§ EXERCISE PROMPT
Every entry must be output exactly as it was written.

§ Records from a collection
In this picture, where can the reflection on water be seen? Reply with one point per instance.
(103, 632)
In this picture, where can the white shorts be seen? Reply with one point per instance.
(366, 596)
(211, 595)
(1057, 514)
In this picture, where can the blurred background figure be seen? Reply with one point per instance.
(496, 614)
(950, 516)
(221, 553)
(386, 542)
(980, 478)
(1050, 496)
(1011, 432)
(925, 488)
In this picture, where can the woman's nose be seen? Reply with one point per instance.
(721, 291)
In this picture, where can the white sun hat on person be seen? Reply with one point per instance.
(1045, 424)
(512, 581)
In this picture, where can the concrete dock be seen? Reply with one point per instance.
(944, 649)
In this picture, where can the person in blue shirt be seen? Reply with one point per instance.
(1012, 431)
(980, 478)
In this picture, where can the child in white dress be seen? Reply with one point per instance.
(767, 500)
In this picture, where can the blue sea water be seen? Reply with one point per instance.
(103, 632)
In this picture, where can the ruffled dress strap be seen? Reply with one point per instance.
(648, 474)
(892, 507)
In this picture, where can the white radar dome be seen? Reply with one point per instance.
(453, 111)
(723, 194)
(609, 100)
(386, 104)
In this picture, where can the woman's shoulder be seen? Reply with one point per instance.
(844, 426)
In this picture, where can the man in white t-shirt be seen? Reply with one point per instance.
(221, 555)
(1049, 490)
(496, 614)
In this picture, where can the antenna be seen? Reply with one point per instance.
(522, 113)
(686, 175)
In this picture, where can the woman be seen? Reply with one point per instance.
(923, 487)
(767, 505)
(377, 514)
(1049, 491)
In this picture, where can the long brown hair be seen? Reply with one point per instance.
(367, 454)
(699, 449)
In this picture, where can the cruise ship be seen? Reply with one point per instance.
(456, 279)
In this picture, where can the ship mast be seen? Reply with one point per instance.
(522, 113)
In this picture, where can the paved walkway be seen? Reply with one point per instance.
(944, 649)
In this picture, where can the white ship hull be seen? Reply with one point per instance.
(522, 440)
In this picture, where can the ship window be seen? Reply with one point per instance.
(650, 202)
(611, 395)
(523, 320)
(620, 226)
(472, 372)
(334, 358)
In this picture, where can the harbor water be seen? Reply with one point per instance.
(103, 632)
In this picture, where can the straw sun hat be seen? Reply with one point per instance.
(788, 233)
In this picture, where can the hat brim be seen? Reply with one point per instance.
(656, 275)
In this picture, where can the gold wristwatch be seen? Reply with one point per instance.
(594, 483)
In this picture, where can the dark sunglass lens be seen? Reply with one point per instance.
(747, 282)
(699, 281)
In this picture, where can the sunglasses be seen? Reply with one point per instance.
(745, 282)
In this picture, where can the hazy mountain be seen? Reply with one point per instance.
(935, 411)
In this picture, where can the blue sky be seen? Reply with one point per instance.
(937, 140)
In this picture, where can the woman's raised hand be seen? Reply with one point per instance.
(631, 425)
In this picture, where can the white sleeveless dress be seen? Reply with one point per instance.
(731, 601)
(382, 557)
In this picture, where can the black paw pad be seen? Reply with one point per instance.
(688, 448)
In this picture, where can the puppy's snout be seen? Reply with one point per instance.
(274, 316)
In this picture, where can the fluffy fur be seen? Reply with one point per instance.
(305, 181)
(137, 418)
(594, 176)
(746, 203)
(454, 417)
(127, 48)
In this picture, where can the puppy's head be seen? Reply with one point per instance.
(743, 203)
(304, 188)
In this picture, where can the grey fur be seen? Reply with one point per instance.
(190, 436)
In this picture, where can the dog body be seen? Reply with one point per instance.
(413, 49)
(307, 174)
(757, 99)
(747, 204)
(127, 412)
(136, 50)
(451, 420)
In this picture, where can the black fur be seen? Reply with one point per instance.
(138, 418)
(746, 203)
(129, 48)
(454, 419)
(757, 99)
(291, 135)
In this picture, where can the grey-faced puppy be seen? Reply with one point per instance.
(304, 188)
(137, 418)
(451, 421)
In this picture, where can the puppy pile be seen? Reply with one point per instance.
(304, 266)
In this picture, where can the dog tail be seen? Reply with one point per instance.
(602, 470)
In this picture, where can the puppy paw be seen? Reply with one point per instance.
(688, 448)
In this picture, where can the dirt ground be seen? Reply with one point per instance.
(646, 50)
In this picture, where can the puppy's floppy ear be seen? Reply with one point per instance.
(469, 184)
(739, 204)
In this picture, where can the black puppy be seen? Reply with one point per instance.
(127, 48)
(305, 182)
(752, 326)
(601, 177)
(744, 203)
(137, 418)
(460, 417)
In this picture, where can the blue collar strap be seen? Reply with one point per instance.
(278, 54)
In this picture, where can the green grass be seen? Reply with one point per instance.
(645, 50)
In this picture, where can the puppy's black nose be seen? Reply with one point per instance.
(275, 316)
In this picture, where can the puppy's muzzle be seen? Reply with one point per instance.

§ TASK RESPONSE
In this picture, where can the reflection on water be seen? Reply with one point per instance.
(103, 632)
In this picture, where can the white shorts be seen? Reply with one point per instance.
(366, 596)
(211, 595)
(1057, 514)
In this picture, where can the blurred background figure be seen? Reply with one point per instance.
(496, 614)
(950, 516)
(221, 553)
(386, 542)
(980, 478)
(1050, 496)
(1011, 432)
(925, 488)
In this picture, where can the woman's nose be seen? Reply with one point per instance.
(721, 291)
In this picture, where can the white sun hat on person be seen? Reply with one point per instance.
(1045, 424)
(512, 581)
In this picture, where can the concrete dock be seen? Reply with one point per instance.
(944, 649)
In this picture, where can the person in blue shirt be seen? Reply with one point per instance.
(1012, 431)
(980, 478)
In this picture, where can the child in white dress be seen? Reply with one point per instance.
(767, 500)
In this picture, where can the blue sea water be seen? Reply with one point per instance.
(103, 632)
In this picture, where can the ruffled dress strap be seen? Reply with one point per instance.
(648, 474)
(892, 507)
In this picture, where can the white radar dome be seen? Reply with one point per instance.
(453, 111)
(723, 194)
(609, 100)
(386, 104)
In this picture, where can the woman's shoulder be seen? Reply with one point per instance.
(844, 426)
In this picture, where can the man in white t-shirt be seen? Reply with one point per instance.
(221, 555)
(1049, 490)
(496, 614)
In this picture, where can the antenna be seen? Reply with one point per instance.
(522, 113)
(686, 175)
In this picture, where can the woman be seen? Reply with one point per instance.
(923, 487)
(767, 505)
(377, 514)
(1049, 491)
In this picture, where can the long brown hair be seen? Reply with one point per instance.
(367, 454)
(699, 449)
In this picture, where can the cruise ship be seen? Reply with one point per instance.
(456, 279)
In this picture, where can the ship mast be seen? Reply with one point per instance.
(522, 113)
In this picture, where can the paved walkway be seen? Reply with one point per instance.
(944, 649)
In this picture, where can the white ship hull be seen? Reply with one point per instance.
(522, 440)
In this picture, where can the ship window be seen? Reply with one point per instance.
(650, 202)
(611, 395)
(523, 320)
(620, 226)
(472, 372)
(334, 358)
In this picture, where can the harbor water be seen? Reply with one point per instance.
(103, 632)
In this picture, where can the straw sun hat be seen? Reply with one point per instance.
(788, 233)
In this picture, where can the hat brim be seen? Reply with one point per instance.
(656, 275)
In this picture, where can the gold wristwatch be seen? Reply with one point per instance.
(594, 483)
In this picture, where can the dark sunglass lens be seen? Reply with one point per instance.
(747, 282)
(699, 281)
In this picture, where can the sunglasses be seen? Reply with one point per instance.
(745, 282)
In this picture, where can the hazy mountain be seen? Reply with one point per instance.
(935, 411)
In this picture, where can the blue sky be seen? Reply with one point per instance.
(937, 140)
In this picture, where can the woman's raised hand be seen? Reply with one point per instance.
(631, 425)
In this picture, where can the white sleeveless dress be seen? Reply with one point per instance.
(731, 601)
(382, 557)
In this picture, where can the black paw pad be seen? Reply with one point per instance.
(688, 448)
In this picture, where can the puppy's snout be seen? Reply with one point per instance.
(274, 316)
In this picture, where can the fluffy fur be seen? Reply with one point per instance.
(305, 181)
(137, 418)
(594, 176)
(746, 203)
(454, 417)
(127, 48)
In this picture, where can the puppy's head be seen? Reply with one point per instance.
(743, 203)
(304, 188)
In this picture, where can the grey fur be seen? Reply with one point per instance.
(190, 436)
In this picture, where can the dog body be seen? Reply with one point per instance.
(413, 49)
(307, 174)
(757, 99)
(747, 204)
(127, 412)
(136, 50)
(451, 420)
In this picture, where can the black fur be seen? Reply with one point per instance.
(138, 418)
(746, 203)
(129, 48)
(454, 419)
(757, 99)
(291, 135)
In this picture, where can the grey-faced puppy be seen? Reply with one point per instance.
(304, 188)
(137, 418)
(451, 421)
In this picture, where can the puppy pile be seen? Reply with one point per instance.
(304, 266)
In this picture, where can the dog tail be seen? Reply with one point per instance.
(602, 470)
In this picture, where can the puppy paw be seen? Reply with one point per instance.
(688, 448)
In this picture, where can the dirt ground be seen? Reply with one point per instance.
(646, 50)
In this picture, where can the puppy's floppy ear be seen? Reply with one point per instance.
(469, 184)
(739, 204)
In this picture, where can the black puppy be seen? Reply with one point per instance.
(127, 48)
(305, 182)
(752, 326)
(601, 177)
(744, 203)
(137, 418)
(460, 417)
In this picture, where can the blue collar strap be seen? Reply with one point per instance.
(278, 54)
In this picture, where can the green grass be seen? Reply with one point per instance.
(645, 50)
In this picture, where can the puppy's black nose be seen? Reply with one point per instance.
(275, 316)
In this picture, where can the puppy's muzzle be seen? Reply with one point per instance.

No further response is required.